Stored records
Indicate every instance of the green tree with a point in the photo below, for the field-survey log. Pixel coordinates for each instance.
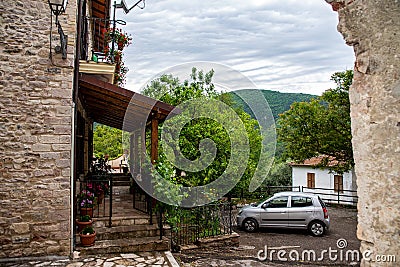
(321, 127)
(171, 90)
(107, 140)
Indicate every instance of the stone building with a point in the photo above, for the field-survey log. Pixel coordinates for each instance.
(51, 93)
(372, 27)
(46, 118)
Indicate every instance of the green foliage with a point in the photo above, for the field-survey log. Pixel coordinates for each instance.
(321, 127)
(108, 141)
(172, 91)
(88, 230)
(85, 218)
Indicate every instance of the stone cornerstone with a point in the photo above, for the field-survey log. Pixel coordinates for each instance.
(372, 27)
(35, 130)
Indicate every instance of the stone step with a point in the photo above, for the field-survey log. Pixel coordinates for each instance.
(121, 183)
(122, 221)
(127, 232)
(143, 244)
(121, 178)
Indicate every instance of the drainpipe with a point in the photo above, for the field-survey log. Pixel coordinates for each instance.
(74, 117)
(72, 180)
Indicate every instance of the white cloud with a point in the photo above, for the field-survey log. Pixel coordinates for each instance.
(280, 45)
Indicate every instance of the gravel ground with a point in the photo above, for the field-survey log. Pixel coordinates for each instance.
(340, 240)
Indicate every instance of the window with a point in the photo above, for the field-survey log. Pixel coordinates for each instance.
(338, 183)
(279, 202)
(301, 202)
(311, 180)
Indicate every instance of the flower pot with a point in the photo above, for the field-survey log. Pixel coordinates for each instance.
(121, 46)
(100, 198)
(87, 240)
(82, 225)
(86, 211)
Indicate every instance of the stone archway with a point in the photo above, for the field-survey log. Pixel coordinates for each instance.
(372, 27)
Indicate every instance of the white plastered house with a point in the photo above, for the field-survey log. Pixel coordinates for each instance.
(332, 187)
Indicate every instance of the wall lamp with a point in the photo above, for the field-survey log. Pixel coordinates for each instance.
(57, 8)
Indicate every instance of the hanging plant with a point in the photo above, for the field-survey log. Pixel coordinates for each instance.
(120, 38)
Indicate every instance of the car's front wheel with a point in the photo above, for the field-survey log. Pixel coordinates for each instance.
(316, 228)
(250, 225)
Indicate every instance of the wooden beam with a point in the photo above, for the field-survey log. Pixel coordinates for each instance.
(154, 141)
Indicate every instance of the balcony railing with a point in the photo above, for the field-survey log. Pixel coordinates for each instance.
(93, 43)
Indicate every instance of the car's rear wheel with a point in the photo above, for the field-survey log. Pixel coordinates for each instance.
(316, 228)
(250, 225)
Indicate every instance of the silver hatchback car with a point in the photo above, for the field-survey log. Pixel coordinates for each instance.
(286, 210)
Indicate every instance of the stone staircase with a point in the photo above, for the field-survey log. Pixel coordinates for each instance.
(120, 179)
(131, 230)
(128, 234)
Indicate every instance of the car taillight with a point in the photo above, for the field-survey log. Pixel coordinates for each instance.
(325, 213)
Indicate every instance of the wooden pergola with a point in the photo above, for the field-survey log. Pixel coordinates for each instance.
(126, 110)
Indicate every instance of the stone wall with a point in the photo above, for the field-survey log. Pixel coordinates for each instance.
(372, 27)
(35, 130)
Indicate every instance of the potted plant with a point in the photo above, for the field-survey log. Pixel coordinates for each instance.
(120, 38)
(83, 221)
(87, 236)
(86, 201)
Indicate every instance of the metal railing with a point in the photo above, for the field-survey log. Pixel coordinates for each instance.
(142, 201)
(189, 225)
(101, 186)
(328, 195)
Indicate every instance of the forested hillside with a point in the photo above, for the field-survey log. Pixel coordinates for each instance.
(278, 102)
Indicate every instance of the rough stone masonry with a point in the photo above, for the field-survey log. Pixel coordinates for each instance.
(372, 27)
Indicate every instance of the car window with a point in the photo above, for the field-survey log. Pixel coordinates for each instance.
(301, 201)
(321, 202)
(278, 202)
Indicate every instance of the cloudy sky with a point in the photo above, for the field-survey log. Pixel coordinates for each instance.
(282, 45)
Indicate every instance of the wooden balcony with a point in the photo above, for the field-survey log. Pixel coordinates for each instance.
(102, 70)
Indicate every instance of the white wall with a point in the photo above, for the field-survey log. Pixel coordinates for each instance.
(324, 179)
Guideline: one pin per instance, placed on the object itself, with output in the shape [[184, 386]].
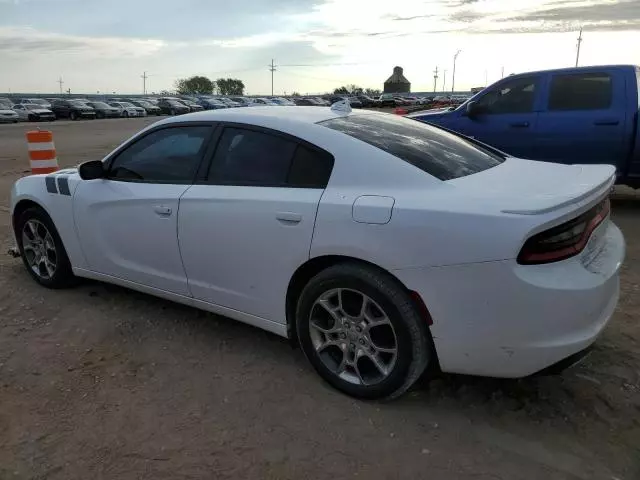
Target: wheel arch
[[313, 266]]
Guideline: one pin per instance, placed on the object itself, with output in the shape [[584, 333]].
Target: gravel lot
[[102, 382]]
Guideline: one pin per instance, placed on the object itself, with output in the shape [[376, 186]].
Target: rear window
[[439, 153]]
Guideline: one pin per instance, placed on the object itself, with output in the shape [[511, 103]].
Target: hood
[[527, 187]]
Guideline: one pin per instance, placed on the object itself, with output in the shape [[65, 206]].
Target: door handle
[[289, 218], [607, 121], [162, 210]]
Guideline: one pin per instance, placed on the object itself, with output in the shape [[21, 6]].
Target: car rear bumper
[[502, 319]]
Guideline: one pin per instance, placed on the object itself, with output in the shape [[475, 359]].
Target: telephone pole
[[144, 77], [272, 68], [453, 79], [579, 43]]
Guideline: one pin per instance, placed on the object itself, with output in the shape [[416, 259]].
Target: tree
[[230, 86], [348, 90], [194, 85]]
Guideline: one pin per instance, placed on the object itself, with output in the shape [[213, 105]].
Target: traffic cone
[[42, 152]]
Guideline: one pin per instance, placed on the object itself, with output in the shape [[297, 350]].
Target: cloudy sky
[[106, 45]]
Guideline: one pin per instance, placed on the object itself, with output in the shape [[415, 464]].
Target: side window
[[515, 96], [249, 157], [584, 91], [170, 155], [310, 168]]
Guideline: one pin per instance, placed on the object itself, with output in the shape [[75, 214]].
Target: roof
[[262, 115]]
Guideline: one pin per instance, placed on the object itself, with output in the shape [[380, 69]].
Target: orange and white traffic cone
[[42, 152]]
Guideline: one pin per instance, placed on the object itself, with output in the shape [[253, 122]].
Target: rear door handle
[[289, 218], [162, 210], [607, 121]]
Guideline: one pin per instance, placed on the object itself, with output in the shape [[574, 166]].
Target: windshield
[[432, 150]]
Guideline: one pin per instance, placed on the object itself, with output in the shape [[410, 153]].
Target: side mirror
[[91, 170]]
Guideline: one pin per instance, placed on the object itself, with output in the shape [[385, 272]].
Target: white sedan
[[381, 245]]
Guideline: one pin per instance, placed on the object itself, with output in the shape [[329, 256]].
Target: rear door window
[[583, 91], [432, 150]]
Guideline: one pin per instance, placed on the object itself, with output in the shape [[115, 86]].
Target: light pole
[[453, 78]]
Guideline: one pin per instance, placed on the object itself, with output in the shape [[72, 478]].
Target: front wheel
[[42, 251], [362, 332]]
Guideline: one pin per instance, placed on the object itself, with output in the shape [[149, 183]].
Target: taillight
[[563, 241]]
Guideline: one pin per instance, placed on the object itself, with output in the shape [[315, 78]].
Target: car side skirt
[[268, 325]]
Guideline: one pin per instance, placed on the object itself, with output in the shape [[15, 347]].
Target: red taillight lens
[[563, 241]]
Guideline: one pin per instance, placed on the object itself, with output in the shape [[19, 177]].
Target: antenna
[[272, 68], [579, 43]]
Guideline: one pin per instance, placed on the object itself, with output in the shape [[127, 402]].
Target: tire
[[401, 325], [62, 275]]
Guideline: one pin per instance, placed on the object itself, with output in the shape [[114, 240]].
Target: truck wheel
[[42, 251], [362, 332]]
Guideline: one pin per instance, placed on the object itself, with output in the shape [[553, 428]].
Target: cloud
[[29, 41]]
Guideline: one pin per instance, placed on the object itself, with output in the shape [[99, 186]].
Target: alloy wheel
[[39, 249], [353, 336]]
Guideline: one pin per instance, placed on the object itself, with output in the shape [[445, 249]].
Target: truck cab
[[574, 115]]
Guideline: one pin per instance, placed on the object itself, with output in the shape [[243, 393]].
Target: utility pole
[[144, 77], [453, 79], [579, 42], [272, 68]]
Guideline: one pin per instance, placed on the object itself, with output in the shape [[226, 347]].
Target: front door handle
[[162, 210], [289, 218], [607, 121]]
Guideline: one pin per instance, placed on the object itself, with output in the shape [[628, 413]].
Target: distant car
[[33, 113], [127, 109], [37, 101], [367, 101], [7, 115], [148, 107], [103, 110], [72, 109], [211, 104], [170, 106], [262, 101]]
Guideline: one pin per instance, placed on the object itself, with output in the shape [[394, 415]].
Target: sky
[[317, 45]]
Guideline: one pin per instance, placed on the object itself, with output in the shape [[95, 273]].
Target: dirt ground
[[100, 382]]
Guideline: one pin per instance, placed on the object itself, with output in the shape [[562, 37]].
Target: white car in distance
[[381, 245], [128, 109]]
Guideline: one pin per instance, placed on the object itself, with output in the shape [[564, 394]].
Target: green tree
[[230, 86], [194, 85], [348, 90]]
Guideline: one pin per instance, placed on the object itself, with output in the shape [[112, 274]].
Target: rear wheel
[[361, 331], [42, 251]]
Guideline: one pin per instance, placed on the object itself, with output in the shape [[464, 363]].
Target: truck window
[[512, 96], [583, 91]]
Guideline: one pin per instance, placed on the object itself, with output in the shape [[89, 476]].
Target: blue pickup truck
[[573, 115]]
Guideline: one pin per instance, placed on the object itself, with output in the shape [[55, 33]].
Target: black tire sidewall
[[63, 275], [397, 378]]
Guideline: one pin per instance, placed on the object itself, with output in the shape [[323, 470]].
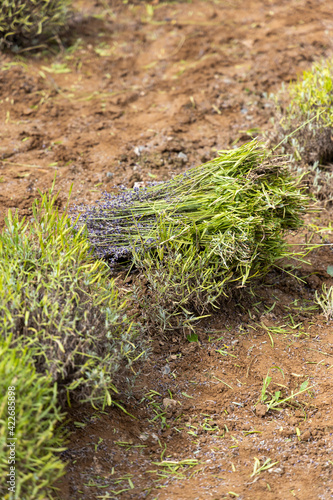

◆ Assignment ◆
Above are the entries. Quote exactly the lines from the one bearing "shape [[19, 177]]." through the one bearing "shape [[99, 186]].".

◆ Problem solution ◆
Guideline: one pin per instance, placed on the object itself, with output in the shape [[19, 177]].
Target: antenna
[[272, 68], [579, 43]]
Guideline: one pin per instance, placed on the object itself, with output in the shape [[127, 402]].
Target: tire
[[401, 325], [62, 275]]
Guideline: one pin per instance, placed on the object itself, with output in the shape [[114, 240]].
Target: truck wheel
[[42, 251], [362, 332]]
Guideline: one pin per instance, placed on the object itself, with output in the shape [[553, 428]].
Target: cloud
[[29, 41]]
Guideline: one pin per instance, placed on the object itself, with output in the shape [[99, 186]].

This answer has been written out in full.